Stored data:
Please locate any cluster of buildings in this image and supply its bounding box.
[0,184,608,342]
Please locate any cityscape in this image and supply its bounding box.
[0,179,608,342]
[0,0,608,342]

Exercise instructions: Rewrite every line of the listing, requests included, scaling each bounding box coordinate in the answers by 1.15 and rounding to the nearest whole number, with halves rounded up.

Response to this exercise:
Please locate any cluster of buildings in this image and supply its bounding box.
[0,212,699,393]
Please locate any cityscape in this image and supply its bounding box.
[0,206,699,393]
[0,0,699,393]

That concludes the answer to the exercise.